** Begin Dataset excerpts **
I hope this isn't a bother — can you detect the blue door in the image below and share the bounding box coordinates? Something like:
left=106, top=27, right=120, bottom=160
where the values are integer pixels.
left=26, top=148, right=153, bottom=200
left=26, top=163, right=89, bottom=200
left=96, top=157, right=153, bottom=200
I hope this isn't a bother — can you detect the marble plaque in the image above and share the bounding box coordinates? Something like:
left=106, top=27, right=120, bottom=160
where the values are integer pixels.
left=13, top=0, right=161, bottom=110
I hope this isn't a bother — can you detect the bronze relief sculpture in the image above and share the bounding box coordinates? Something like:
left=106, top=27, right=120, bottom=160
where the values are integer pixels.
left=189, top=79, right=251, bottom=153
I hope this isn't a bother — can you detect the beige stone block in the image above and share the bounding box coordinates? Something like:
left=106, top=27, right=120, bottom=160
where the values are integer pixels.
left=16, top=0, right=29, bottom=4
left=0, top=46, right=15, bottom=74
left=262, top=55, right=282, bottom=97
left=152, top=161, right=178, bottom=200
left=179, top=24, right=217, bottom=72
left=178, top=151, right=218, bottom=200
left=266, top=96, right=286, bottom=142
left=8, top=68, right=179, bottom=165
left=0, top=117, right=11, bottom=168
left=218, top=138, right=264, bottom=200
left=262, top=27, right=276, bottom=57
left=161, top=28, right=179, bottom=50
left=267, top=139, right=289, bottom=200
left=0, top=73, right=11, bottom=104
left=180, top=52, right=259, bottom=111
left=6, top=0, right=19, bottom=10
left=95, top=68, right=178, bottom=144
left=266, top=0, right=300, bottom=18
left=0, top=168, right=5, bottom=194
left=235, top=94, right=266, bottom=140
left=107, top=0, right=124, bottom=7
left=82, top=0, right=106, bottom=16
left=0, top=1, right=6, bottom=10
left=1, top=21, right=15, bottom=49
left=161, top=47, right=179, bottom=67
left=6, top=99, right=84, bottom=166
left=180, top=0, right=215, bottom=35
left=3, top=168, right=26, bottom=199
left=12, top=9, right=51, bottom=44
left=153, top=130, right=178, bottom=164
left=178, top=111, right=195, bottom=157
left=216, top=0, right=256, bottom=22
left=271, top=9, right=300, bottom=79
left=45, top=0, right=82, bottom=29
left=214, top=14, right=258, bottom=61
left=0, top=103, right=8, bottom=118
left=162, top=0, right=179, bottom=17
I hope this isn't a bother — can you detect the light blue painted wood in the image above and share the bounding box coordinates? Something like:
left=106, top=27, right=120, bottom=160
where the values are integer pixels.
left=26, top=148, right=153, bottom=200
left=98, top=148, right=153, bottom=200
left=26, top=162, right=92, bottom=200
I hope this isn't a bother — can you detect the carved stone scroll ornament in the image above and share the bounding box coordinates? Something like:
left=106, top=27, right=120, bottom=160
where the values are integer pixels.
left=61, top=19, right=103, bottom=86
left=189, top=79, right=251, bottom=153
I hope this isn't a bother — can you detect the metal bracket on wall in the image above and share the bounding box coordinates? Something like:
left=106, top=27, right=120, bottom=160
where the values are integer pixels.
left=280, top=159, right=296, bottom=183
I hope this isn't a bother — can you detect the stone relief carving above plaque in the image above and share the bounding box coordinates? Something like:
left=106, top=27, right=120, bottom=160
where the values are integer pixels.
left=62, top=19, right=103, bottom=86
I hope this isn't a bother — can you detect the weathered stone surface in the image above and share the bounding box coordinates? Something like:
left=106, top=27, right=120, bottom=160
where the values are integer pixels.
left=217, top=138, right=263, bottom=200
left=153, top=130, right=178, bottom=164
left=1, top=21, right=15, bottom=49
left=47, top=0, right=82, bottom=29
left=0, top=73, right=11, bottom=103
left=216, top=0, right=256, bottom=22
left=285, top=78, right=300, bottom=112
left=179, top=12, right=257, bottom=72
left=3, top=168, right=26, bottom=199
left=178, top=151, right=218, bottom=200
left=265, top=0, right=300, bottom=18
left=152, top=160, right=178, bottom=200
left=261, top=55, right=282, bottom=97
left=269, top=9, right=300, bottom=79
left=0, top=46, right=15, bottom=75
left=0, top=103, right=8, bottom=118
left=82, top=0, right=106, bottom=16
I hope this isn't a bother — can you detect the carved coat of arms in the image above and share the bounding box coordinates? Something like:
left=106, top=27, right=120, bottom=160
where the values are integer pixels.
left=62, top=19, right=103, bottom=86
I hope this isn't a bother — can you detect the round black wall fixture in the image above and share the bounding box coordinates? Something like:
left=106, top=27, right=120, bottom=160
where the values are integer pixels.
** End Dataset excerpts **
Written problem: Pick out every line of the records above that contains the word "wall", and copy each one in full.

Right answer:
I hope this isn't a bother — can you detect the metal bracket on wall in the image above and share the bounding box coordinates? Something like:
I hope this isn't a bother — can you detect the round black wall fixture in the image above and share the bounding box coordinates? Something like:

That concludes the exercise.